▶ **What you will do**:
Return every line below that contains the word "lintel", treating case as significant.

Object location annotation data:
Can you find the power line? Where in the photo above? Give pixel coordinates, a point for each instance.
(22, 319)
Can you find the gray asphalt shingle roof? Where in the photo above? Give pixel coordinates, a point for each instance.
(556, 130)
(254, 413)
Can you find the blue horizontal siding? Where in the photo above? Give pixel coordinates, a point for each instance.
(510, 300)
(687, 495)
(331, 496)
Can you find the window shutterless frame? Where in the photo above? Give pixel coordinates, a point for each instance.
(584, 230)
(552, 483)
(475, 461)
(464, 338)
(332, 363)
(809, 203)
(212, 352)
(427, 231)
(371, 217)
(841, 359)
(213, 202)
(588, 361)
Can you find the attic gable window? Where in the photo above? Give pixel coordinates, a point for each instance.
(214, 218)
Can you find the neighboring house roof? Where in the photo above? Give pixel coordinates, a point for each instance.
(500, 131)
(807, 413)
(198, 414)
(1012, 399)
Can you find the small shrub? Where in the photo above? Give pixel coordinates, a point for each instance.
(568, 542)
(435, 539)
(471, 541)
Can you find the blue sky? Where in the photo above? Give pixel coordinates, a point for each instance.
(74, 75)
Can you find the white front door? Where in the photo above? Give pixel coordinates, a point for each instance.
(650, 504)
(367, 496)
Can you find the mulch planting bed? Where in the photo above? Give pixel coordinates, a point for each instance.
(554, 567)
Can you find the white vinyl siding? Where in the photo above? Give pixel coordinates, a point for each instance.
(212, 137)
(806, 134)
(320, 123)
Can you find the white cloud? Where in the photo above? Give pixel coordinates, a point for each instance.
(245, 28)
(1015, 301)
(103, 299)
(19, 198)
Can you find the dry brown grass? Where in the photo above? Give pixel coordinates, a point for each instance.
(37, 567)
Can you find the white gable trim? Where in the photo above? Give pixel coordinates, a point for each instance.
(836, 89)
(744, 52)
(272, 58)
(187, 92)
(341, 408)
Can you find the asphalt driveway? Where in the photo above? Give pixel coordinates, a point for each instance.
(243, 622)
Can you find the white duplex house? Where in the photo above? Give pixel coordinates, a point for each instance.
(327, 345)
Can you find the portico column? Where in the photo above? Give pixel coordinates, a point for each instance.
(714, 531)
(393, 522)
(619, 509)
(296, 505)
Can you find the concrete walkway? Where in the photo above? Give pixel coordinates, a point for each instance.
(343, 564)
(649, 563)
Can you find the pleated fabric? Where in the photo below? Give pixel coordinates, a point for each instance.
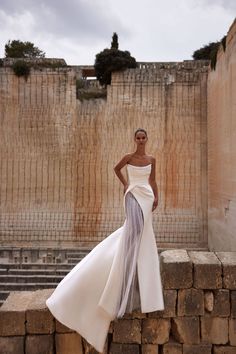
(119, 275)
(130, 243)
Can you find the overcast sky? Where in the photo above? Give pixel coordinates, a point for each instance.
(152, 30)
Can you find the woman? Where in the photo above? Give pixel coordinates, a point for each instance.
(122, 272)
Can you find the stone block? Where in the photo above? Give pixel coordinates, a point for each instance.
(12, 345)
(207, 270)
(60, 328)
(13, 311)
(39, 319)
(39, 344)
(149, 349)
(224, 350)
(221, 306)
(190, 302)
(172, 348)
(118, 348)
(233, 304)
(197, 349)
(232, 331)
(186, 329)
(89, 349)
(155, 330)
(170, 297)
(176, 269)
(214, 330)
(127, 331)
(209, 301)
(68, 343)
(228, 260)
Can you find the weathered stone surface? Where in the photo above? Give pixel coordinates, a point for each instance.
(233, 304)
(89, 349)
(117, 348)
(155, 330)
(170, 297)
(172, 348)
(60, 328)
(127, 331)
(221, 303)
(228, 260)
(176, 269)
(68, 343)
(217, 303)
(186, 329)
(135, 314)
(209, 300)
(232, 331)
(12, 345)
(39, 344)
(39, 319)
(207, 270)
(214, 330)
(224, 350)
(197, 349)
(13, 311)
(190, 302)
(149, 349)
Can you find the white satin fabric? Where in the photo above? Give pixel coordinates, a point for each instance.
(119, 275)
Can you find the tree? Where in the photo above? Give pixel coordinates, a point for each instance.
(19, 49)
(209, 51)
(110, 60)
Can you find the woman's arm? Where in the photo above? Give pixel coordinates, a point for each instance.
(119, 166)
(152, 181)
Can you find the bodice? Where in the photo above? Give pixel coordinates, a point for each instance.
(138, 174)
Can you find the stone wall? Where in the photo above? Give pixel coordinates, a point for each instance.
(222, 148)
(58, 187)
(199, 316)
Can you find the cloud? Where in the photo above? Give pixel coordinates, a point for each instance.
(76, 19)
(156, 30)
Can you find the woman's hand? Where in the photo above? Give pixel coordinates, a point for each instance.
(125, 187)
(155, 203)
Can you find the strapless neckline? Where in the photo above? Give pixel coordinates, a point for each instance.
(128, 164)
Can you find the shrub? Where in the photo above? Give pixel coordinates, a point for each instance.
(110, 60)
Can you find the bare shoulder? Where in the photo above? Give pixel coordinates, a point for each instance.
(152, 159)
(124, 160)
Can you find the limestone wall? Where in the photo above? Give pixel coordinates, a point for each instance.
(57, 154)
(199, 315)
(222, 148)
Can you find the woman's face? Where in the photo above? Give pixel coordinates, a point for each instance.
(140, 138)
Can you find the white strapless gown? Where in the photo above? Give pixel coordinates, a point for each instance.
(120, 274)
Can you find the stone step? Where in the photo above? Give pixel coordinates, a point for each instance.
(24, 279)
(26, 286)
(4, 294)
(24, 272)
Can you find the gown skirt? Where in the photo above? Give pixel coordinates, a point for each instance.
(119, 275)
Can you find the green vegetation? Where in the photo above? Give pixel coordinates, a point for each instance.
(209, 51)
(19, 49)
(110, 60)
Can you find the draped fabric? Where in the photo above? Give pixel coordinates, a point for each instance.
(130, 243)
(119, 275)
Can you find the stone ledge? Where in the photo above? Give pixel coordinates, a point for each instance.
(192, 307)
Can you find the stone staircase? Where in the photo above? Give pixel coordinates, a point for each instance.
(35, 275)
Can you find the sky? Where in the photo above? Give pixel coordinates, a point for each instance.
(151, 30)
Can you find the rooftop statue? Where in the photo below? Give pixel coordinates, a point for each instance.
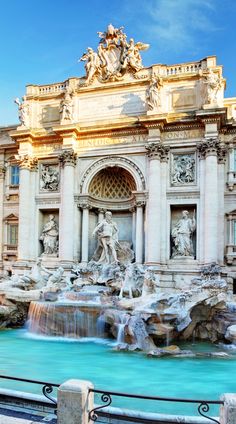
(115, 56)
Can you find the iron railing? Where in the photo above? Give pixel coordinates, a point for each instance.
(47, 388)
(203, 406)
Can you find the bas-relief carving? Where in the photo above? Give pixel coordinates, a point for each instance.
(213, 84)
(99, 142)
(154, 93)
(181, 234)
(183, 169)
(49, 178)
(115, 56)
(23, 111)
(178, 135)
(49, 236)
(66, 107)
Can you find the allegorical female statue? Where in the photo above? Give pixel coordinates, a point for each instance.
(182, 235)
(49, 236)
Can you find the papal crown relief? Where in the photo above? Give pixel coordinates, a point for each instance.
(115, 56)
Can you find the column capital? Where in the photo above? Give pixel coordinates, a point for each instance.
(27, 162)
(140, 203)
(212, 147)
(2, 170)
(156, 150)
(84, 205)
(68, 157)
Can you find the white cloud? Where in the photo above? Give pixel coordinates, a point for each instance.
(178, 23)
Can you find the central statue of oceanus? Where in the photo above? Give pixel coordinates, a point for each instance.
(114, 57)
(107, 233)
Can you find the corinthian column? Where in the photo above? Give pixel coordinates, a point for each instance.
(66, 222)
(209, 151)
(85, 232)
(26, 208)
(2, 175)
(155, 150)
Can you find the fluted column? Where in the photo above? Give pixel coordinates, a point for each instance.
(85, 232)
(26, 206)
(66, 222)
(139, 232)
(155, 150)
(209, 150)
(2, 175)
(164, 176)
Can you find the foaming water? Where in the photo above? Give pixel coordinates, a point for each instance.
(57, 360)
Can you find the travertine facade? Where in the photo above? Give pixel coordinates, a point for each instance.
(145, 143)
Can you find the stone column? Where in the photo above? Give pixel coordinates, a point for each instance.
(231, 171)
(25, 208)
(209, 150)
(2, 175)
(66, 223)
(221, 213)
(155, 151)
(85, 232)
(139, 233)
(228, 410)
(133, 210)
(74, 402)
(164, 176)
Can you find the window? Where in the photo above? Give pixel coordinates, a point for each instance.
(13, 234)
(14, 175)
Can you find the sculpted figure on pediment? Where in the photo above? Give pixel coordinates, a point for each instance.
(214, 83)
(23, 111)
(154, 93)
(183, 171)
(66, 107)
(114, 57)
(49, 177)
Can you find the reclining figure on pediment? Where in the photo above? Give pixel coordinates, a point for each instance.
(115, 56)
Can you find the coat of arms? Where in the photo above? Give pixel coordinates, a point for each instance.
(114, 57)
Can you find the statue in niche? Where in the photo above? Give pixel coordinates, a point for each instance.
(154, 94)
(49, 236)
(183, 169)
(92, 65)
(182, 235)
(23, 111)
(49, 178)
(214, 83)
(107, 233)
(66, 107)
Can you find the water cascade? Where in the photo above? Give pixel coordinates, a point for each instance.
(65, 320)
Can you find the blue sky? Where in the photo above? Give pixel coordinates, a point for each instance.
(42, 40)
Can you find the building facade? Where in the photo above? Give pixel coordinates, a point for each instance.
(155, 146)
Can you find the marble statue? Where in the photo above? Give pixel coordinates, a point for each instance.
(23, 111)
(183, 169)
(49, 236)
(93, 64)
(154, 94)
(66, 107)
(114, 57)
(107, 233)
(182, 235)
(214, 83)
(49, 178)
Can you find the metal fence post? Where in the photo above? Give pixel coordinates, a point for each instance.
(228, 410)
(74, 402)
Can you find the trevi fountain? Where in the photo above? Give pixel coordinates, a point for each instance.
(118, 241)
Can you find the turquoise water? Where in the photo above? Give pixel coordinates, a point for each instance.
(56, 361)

==

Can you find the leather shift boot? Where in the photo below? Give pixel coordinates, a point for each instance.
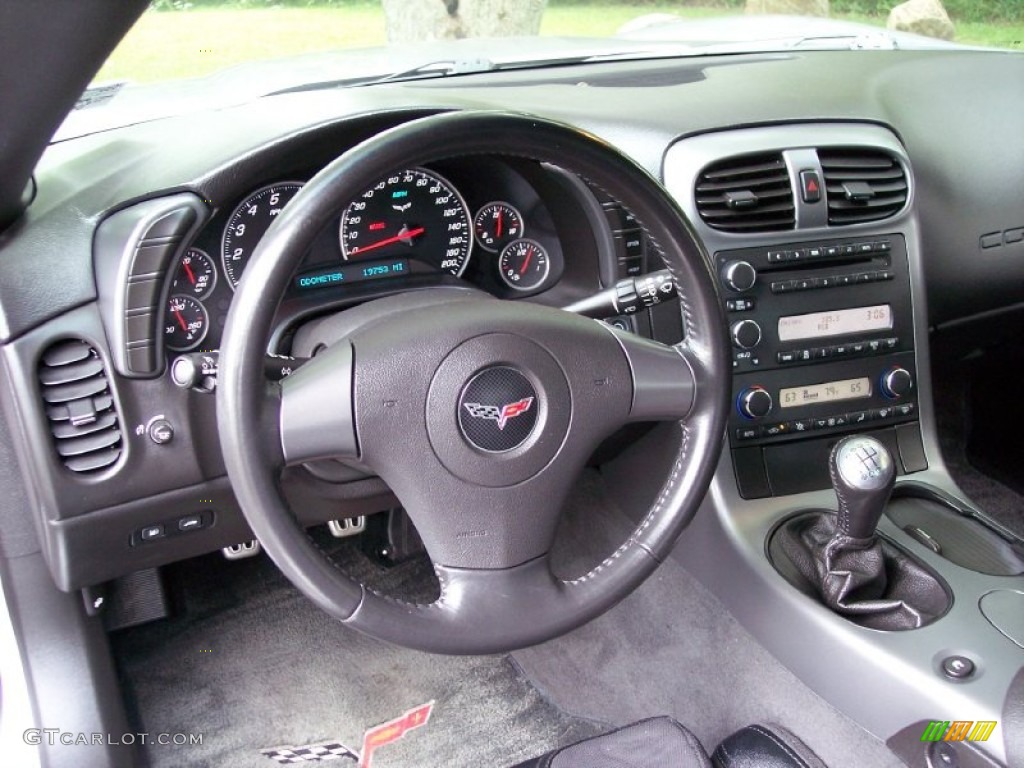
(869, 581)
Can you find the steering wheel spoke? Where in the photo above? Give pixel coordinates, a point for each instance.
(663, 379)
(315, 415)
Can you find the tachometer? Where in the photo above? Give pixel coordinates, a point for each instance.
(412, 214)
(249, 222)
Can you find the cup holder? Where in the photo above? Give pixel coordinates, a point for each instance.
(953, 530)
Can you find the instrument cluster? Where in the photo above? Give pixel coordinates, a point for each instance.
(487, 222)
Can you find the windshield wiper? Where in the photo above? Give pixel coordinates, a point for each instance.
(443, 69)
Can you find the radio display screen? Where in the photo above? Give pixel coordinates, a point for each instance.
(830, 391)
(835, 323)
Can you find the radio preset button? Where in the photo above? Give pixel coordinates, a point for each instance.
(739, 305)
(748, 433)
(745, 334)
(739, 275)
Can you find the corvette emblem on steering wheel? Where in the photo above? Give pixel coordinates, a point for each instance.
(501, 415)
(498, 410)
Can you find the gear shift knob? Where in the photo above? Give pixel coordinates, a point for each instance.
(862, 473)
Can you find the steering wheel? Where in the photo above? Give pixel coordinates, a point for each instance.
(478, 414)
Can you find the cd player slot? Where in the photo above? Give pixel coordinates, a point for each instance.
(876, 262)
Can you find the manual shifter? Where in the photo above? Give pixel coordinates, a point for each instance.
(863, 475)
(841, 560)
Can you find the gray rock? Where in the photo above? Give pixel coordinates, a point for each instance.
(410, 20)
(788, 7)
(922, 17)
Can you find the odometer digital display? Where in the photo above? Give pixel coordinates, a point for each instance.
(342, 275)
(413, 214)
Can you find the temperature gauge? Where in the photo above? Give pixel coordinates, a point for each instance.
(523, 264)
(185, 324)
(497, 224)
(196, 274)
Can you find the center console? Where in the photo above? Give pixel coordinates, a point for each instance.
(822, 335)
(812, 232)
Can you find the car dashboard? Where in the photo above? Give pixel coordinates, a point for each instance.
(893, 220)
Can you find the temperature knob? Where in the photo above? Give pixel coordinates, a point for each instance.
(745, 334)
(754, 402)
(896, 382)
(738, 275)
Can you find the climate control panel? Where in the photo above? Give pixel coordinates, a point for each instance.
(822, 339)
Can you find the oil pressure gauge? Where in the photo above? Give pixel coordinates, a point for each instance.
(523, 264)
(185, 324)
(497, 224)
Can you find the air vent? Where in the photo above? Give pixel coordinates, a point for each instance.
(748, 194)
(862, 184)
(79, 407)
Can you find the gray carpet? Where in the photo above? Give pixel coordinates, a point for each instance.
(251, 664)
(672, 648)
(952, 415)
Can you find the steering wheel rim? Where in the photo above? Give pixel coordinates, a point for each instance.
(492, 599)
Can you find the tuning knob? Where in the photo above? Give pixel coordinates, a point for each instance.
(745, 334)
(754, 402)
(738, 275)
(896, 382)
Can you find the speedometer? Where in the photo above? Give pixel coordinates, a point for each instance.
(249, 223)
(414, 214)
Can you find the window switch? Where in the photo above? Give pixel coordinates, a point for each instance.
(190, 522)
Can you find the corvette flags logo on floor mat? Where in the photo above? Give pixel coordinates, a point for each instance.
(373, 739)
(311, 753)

---

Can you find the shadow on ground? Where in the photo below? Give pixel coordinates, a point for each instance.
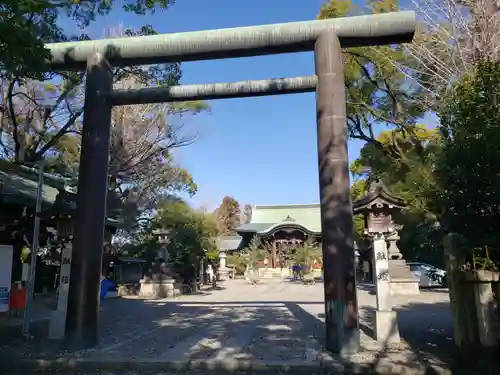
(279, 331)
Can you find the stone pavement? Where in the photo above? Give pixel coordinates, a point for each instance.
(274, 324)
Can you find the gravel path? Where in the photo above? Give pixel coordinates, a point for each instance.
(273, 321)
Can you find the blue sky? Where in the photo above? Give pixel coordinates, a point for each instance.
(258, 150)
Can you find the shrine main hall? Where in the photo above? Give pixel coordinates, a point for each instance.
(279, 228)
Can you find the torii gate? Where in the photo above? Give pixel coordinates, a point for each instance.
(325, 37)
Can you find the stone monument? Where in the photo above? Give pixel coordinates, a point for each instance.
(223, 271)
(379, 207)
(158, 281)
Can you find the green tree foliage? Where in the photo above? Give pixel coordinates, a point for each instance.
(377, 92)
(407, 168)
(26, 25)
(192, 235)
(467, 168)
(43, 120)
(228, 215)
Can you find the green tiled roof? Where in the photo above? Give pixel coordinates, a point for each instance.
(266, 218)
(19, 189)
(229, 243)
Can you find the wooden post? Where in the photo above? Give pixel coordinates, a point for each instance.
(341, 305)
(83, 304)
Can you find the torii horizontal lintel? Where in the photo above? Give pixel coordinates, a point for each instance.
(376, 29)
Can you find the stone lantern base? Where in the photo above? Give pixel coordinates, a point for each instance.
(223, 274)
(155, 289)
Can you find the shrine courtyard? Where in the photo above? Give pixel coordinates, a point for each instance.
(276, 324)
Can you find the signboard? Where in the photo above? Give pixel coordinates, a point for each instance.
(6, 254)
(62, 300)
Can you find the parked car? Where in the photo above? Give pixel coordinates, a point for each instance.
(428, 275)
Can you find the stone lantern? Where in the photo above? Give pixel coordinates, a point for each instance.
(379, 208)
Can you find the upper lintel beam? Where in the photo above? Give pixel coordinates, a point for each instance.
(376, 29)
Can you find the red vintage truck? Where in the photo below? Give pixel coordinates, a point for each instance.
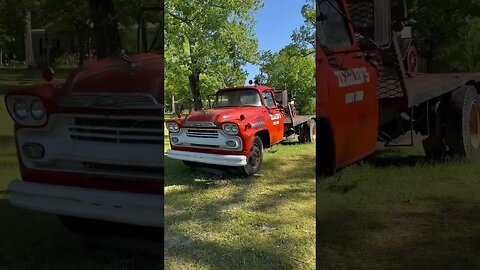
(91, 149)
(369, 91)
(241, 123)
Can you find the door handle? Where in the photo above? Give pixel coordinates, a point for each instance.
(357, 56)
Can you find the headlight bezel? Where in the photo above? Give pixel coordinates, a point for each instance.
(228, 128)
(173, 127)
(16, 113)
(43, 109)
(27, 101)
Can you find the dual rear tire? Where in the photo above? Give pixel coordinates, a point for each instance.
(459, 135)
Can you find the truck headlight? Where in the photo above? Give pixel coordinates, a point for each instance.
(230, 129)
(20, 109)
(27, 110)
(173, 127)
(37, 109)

▶ **Solution to this task**:
Can you find the torii horizontal lintel? Where in the photo above? Give pixel coordinates, a point for each instance.
Can you find the upper lintel beam? Where in the photo above? Give pixel coordinates, a point for each instance.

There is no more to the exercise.